Extracted text:
________________
Friday, September 14, 2012

A difficult pass yields a more glorious lagoon.


It seems to have nestled into the natural order of things to attempt to climb the peaks of any and all high islands as I wander from one to the next across the South Pacific. I set right to it with Ruby Soho the first morning after my arrival in Maupiti. Like most, the climb was steep, but as we've made our way through the Leeward Islands, the climbs have become shorter. The older islands in the chain are more weathered and thus generally have lower, if still very steep, peaks. In Maupiti, the payoff was among the very best.


A tropical lagoon seen from sea-level is beautiful; the color of the landscape varies wildly across all of the most stunning shades of blue, from the dark, endless blue of the depths to the torquoise and cyan of the coral shallows and the tinted white of the shoreline. Sandy motus dense with coconut palms and a mountain of volcanic rock laced with jungle greens mark the horizon line of this glorious scene. Seen from above, though, some of these lagoons reveal incredible patterns of features, achieving the impossible task of improving still the visual impact of the place. The same scene over this much larger frame of view becomes a living map complete with radical topographical features and wind and currents visibly weaving intricate patterns on the water, which itself reflects an even greater spectrum of colors. It is a sort of artistic bathymetry, visually stunning to say the least.


The lagoon of Maupiti contained a trove of such features. A large portion of the lagoon northwest of our anchorage held a massive latticework of coral basins, which created gorgeous colors and were reminiscent of the mineral ponds back home. The far north side of the lagoon contained a false pass, a near break in the lagoon, where shallow reefs lay about and just outside of which we could see a pod of humpback whales breaching. It was a fine, solid view, to be celebrated with a beer and a one-hundred-fifty franc sandwich on returning to the seaside, where there were a few small shops spread out over two or three kilometers among the homes that made up the remainder of the inhabited ring, perhaps 100 meters wide on average, around the island. It was a small island- forty minutes to jog around the perimeter road- and bade us the tranquility that characterized my favorite destinations. It was quiet and peaceful with warm, open people, rocky spires and green cliffs, the lagoon and the motus. For me, quintessential- embodying all that I love about Polynesia.


Maupiti from our anchorage at the motu.
________________
Data shown:

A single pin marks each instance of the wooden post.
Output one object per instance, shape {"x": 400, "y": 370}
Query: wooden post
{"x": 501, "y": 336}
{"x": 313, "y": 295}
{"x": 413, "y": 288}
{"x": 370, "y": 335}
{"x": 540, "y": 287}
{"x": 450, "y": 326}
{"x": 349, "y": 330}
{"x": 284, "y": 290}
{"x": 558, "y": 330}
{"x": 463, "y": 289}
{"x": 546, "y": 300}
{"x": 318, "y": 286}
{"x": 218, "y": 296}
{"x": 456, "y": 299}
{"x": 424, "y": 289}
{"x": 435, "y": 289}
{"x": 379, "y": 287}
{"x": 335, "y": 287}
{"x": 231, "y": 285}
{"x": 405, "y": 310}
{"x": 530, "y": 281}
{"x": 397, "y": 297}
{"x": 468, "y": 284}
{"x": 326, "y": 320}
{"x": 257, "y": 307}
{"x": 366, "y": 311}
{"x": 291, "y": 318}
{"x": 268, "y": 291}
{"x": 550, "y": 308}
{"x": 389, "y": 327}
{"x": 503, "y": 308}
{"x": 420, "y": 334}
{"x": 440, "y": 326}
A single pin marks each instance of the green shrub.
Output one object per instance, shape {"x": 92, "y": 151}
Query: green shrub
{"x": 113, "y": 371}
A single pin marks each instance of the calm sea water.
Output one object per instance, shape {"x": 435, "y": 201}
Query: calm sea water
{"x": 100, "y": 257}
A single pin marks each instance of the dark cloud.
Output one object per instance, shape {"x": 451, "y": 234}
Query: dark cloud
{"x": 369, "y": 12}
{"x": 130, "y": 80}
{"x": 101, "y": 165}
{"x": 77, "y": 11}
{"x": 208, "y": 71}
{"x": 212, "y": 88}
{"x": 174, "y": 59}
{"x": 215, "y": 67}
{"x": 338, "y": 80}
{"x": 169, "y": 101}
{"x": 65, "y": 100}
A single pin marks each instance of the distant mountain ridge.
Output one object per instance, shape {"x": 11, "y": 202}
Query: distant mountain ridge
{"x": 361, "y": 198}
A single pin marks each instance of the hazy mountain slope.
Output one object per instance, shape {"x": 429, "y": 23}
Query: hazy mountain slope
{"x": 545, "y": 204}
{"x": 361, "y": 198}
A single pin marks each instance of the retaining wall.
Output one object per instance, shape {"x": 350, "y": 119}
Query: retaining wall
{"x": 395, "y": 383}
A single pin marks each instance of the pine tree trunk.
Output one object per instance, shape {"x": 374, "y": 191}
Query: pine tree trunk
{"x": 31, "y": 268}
________________
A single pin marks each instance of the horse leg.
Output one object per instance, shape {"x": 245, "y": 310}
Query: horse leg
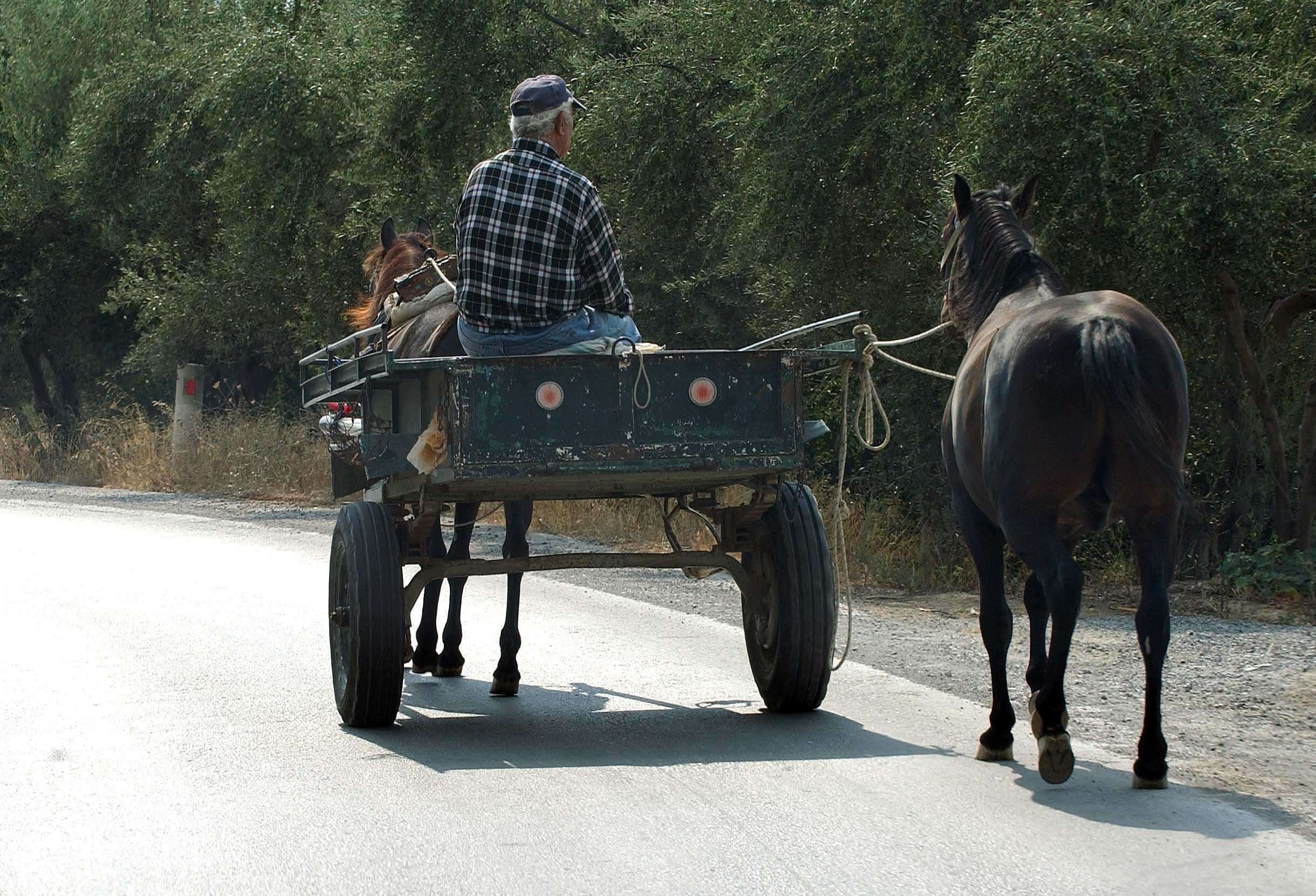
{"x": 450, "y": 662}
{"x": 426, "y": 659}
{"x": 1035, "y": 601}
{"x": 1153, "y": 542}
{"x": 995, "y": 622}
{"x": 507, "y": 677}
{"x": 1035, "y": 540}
________________
Complete the following:
- 1) From the post about Maupiti, copy the passage that opens with "It seems to" and runs through "the very best.".
- 2) Continue writing the post about Maupiti from its final line onward.

Results:
- 1)
It seems to have nestled into the natural order of things to attempt to climb the peaks of any and all high islands as I wander from one to the next across the South Pacific. I set right to it with Ruby Soho the first morning after my arrival in Maupiti. Like most, the climb was steep, but as we've made our way through the Leeward Islands, the climbs have become shorter. The older islands in the chain are more weathered and thus generally have lower, if still very steep, peaks. In Maupiti, the payoff was among the very best.

- 2)
The following day there was an influx of yachties. Thirteen boats in total lay anchored behind the motu just north of the pass, a mile west of the main island. Among those approaching, we anticipated the arrival of Saltbreaker and Gypsy Blues. Ruby Soho contacted the former on the vhf radio; they would be arriving at the pass just after noon. Alex, from Ruby, provided information on the pass conditions and feigned an excuse for our presence, knowing we would inevitably be seen on the beach of fragmented coral that lay just inside. We drove dinghies over about an hour early to formulate a plan of attack and figure out what sort of range we could get out of the surgical tubing water balloon launchers. Our intention was to bomb Saltbreaker just after they cleared the pass. Obviously just launching water balloons and getting a bunch of sailors and their boat wet was not enough- it could even be perceived as a favor. Thus, our arsenal expanded to include over-ripe papaya, bananas, two tiny Tahitian soldierfish accidentally speared the prior night in pursuit of their larger kin, and other oddities.

The plan seemed foolproof. They would come in past the second set of range markers and we would coax them to starboard, using the lie of shoals to port.

“How far over can we get them?” asked Adie.

Alex replied, “I'm not sure, how shallow is it over there?”

“It's not thaaaat shallow. I don't see any coral head from here.”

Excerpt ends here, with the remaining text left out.